Please filter the material below down to the lines that contain the word "collar", and copy each of those lines. Case counts.

***

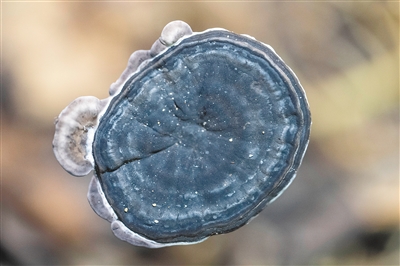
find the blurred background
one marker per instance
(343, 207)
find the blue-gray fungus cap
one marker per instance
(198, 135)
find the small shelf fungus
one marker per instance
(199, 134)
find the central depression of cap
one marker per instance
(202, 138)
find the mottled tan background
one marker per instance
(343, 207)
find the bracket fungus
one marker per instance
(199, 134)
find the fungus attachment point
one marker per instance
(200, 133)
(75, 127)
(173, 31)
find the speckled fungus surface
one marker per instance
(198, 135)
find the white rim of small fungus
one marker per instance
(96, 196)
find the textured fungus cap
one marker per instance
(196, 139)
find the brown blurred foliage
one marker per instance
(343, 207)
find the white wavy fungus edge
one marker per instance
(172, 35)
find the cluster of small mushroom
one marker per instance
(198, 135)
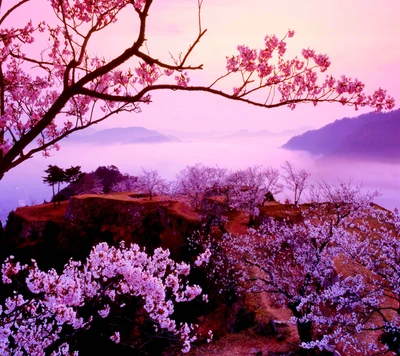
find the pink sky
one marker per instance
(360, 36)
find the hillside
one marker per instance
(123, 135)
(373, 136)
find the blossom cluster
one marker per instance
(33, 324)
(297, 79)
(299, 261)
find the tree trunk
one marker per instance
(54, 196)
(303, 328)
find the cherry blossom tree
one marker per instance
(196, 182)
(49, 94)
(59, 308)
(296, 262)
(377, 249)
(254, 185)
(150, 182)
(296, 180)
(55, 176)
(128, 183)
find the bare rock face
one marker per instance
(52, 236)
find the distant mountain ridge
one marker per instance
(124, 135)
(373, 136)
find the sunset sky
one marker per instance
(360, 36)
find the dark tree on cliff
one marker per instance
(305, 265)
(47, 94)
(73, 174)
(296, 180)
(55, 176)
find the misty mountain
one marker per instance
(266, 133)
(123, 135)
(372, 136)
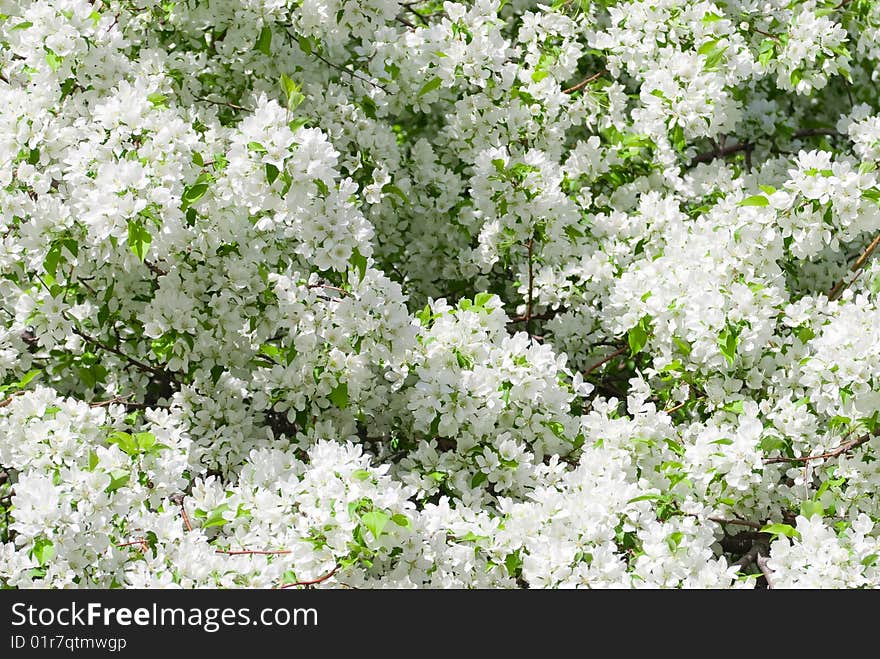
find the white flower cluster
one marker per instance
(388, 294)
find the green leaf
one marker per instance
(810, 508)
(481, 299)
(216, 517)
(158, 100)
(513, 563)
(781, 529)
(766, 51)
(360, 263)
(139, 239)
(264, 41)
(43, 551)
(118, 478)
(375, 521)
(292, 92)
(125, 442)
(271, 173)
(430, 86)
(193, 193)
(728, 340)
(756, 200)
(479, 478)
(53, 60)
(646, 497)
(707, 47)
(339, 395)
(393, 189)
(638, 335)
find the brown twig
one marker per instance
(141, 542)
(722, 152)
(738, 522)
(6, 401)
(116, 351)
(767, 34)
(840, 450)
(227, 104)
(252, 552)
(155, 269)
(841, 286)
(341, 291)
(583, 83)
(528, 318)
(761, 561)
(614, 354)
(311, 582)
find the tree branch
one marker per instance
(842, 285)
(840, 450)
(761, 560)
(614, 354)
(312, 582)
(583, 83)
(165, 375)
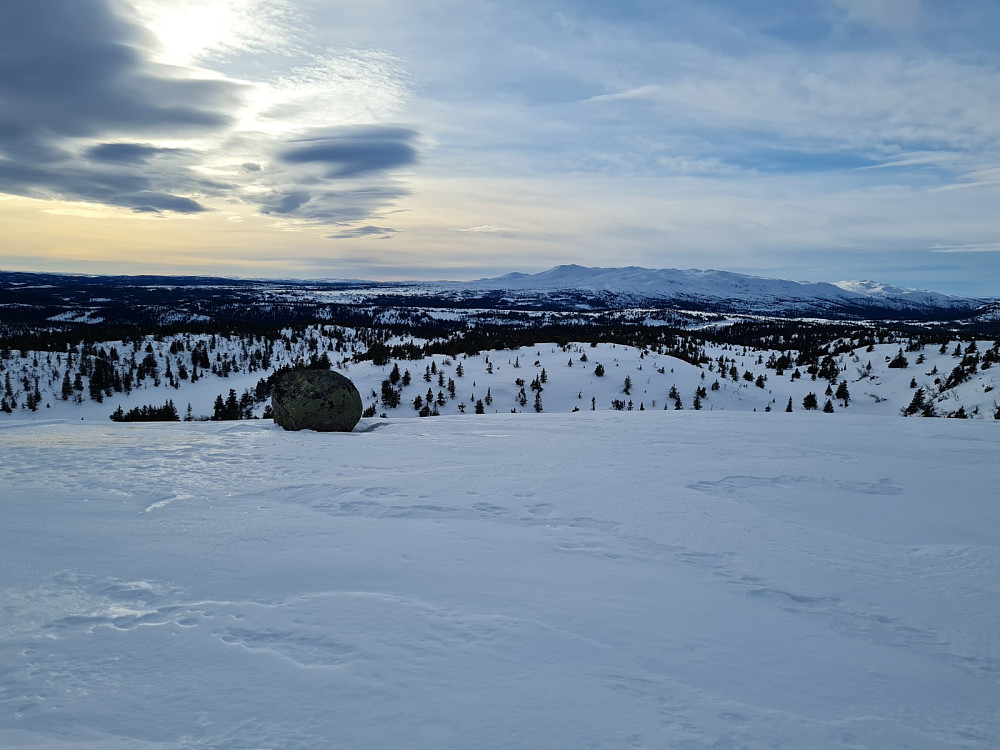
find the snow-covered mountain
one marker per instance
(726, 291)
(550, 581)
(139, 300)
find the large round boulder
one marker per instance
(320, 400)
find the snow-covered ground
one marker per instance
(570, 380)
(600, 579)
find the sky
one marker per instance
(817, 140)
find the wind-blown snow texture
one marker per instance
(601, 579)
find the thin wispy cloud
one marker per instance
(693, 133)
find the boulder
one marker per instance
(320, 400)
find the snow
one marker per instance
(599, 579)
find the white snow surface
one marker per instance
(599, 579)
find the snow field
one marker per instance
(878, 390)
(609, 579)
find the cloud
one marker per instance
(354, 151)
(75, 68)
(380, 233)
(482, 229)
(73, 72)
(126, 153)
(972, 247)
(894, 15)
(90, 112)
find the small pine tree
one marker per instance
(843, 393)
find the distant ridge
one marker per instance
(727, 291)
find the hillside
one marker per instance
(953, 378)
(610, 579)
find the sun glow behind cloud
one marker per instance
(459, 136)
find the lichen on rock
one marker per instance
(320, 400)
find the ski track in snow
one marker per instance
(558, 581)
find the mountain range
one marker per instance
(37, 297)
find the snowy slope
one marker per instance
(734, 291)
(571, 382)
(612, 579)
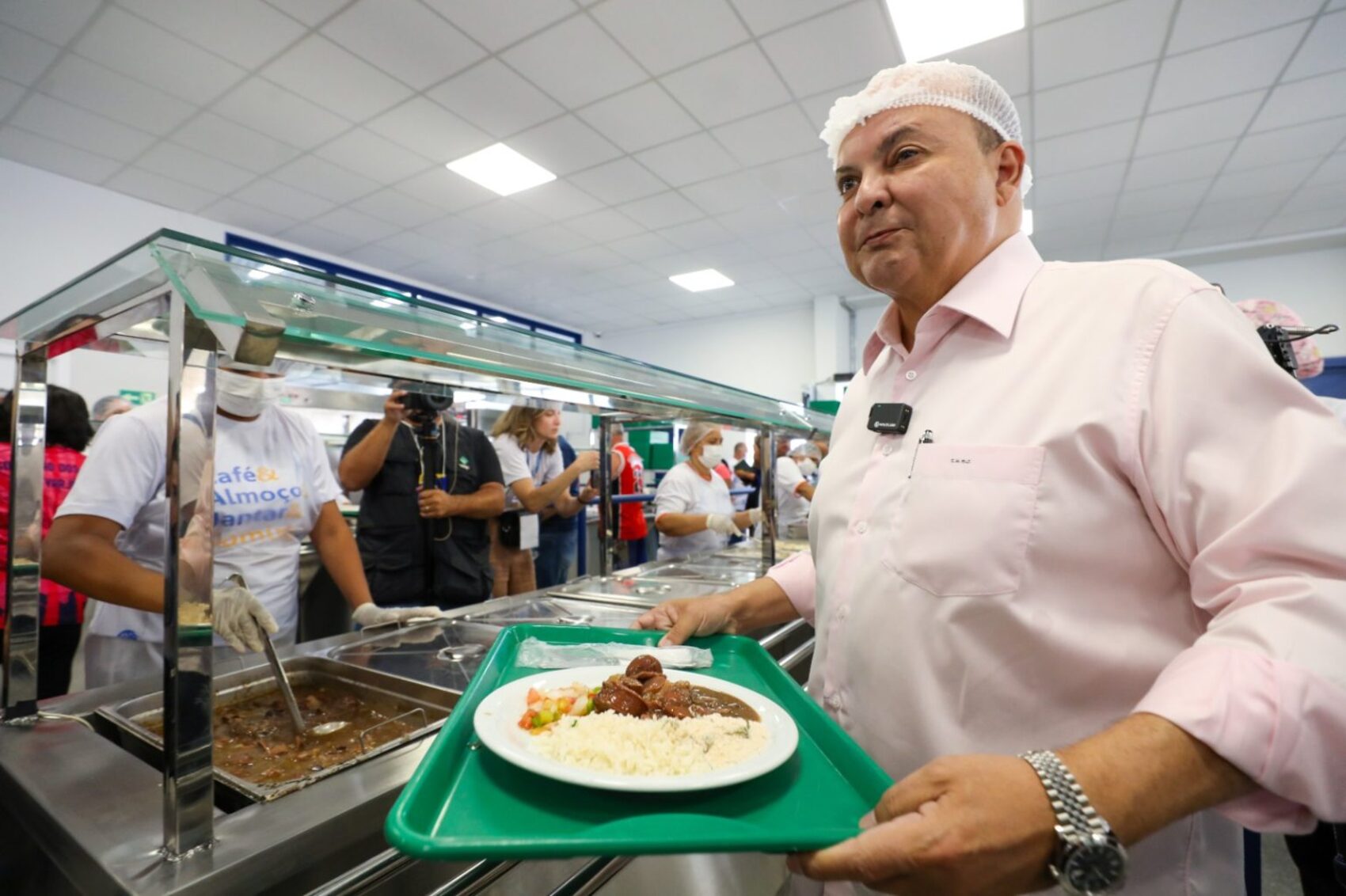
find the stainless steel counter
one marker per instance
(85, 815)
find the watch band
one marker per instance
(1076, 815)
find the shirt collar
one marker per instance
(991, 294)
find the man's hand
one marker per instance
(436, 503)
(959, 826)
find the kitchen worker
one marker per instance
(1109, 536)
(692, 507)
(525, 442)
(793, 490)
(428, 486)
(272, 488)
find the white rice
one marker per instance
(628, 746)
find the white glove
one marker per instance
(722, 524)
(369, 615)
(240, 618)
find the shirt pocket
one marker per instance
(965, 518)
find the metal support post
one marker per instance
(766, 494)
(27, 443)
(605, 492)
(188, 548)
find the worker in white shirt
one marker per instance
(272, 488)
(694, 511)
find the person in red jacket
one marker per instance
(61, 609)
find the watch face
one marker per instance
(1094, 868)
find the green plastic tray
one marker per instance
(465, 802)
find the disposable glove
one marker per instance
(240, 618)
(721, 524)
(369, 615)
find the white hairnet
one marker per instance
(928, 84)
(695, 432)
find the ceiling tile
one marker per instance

***

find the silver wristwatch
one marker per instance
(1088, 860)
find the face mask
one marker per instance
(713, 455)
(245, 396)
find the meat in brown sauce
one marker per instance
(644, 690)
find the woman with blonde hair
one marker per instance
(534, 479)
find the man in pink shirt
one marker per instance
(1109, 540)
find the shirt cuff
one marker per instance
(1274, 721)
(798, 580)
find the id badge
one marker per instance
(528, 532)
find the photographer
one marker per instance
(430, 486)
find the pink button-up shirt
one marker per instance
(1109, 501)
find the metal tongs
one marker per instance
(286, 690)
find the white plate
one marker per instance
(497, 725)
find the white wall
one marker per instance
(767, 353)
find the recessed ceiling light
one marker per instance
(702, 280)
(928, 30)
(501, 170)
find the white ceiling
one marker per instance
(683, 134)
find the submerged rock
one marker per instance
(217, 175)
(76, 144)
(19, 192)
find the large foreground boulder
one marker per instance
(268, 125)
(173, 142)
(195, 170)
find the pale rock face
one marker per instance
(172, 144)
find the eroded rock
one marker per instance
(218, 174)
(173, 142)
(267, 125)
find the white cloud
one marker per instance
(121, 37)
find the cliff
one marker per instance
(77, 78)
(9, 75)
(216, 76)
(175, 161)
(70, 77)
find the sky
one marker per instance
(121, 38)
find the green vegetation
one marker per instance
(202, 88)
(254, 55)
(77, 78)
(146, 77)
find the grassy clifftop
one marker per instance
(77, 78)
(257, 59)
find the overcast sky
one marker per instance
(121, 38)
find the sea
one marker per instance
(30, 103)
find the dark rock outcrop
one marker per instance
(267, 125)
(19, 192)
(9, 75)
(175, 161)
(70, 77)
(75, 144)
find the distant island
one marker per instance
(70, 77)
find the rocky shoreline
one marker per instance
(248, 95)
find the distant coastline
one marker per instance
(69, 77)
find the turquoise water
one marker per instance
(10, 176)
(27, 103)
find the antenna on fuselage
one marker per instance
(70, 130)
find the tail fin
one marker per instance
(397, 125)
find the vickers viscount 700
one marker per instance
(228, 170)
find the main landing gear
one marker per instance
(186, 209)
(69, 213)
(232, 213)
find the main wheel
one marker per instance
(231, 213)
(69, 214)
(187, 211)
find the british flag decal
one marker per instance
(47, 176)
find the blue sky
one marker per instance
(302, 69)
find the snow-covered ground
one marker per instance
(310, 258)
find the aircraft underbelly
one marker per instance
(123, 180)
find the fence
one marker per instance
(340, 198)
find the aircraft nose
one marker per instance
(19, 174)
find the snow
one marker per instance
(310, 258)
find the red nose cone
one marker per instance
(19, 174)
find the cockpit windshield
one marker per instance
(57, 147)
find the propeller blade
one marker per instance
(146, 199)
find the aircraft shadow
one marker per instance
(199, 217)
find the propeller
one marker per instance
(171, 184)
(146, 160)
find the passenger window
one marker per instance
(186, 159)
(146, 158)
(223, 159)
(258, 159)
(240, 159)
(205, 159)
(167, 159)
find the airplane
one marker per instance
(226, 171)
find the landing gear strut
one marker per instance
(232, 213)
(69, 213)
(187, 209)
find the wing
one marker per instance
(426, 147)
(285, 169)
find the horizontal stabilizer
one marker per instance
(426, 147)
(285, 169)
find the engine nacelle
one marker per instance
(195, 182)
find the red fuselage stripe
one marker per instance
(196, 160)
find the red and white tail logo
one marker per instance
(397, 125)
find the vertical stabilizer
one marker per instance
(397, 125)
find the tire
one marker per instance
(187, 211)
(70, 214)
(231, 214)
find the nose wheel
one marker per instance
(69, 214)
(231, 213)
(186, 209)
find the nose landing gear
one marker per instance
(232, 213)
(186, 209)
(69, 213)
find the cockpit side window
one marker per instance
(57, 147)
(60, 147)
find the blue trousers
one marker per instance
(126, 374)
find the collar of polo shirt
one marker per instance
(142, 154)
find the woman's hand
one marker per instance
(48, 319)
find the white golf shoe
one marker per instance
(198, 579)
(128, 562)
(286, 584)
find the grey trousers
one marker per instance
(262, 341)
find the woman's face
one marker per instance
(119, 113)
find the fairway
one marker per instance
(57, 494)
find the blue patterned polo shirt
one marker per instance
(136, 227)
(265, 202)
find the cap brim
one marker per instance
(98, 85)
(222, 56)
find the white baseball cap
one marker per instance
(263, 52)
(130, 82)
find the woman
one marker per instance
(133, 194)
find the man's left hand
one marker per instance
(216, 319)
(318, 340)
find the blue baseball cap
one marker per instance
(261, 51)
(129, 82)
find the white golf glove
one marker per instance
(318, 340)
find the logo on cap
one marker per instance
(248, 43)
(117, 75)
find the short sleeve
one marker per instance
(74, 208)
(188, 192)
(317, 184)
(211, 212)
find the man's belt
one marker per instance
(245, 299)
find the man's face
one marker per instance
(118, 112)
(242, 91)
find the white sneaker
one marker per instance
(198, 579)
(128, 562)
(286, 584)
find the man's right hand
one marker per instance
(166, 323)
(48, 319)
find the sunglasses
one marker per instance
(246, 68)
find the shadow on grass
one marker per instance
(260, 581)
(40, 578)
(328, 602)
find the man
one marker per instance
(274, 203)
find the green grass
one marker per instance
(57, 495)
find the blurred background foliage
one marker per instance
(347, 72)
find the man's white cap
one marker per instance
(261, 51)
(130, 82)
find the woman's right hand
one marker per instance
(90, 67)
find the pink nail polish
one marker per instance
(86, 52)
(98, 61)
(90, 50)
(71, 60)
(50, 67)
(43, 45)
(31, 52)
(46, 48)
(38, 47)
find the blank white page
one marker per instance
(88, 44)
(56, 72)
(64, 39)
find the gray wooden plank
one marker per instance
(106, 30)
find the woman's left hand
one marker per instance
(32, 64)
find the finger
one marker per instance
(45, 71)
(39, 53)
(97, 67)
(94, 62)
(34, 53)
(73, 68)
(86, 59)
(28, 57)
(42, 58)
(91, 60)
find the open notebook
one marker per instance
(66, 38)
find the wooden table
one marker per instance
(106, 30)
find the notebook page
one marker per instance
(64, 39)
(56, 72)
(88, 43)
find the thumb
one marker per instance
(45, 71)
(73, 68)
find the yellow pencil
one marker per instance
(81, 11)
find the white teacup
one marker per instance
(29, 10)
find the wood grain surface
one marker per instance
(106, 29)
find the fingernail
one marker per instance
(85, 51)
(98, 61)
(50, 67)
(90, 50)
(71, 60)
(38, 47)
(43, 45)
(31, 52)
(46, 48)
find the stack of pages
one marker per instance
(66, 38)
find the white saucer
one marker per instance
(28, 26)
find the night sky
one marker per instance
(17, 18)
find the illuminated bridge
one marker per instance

***

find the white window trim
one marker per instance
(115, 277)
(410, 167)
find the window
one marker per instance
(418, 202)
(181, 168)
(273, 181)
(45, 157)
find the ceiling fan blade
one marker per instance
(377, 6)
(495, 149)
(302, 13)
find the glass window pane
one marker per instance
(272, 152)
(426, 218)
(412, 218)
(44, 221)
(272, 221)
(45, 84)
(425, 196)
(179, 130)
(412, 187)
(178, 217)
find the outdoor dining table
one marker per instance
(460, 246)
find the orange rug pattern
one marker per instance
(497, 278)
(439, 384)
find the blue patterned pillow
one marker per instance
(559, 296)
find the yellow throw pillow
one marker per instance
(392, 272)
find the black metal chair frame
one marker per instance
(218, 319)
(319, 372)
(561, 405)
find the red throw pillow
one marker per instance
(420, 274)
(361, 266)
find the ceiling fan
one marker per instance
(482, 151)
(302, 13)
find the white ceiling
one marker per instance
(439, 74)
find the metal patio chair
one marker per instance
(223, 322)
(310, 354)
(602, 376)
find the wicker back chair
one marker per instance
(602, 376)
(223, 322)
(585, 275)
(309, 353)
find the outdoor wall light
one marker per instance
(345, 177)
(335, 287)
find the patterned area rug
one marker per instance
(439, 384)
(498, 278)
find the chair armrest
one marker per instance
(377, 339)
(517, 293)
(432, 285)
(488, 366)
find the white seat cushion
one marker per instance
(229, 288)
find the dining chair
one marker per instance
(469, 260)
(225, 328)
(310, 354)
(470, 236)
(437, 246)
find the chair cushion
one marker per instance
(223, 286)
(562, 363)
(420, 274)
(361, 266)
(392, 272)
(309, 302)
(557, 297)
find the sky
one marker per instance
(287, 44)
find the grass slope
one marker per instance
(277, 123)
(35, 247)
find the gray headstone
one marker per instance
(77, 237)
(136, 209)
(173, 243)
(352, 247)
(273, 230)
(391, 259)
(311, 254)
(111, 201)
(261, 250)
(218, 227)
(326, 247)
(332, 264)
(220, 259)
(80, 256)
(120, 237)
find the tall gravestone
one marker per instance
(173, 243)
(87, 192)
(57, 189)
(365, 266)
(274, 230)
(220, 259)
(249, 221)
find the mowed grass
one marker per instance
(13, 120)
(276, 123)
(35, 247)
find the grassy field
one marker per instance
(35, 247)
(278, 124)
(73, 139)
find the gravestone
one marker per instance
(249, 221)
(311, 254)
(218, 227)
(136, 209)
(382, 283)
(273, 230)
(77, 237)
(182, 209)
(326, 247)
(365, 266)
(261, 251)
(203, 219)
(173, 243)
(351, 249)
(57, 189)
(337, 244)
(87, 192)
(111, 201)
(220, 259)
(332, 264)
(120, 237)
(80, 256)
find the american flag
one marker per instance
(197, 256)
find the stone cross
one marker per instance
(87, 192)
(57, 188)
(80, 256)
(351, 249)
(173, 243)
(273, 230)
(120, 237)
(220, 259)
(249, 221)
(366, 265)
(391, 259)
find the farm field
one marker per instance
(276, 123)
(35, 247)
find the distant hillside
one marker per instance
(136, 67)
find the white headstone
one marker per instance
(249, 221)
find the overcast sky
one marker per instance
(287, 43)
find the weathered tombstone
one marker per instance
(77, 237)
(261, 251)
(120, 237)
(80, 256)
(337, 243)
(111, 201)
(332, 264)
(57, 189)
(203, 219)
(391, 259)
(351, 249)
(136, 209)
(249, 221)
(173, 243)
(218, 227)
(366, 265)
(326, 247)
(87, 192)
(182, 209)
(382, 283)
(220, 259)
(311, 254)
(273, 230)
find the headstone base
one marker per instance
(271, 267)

***

- _EXERCISE SOLUTION_
find the shirt collar
find the collar of polo shirt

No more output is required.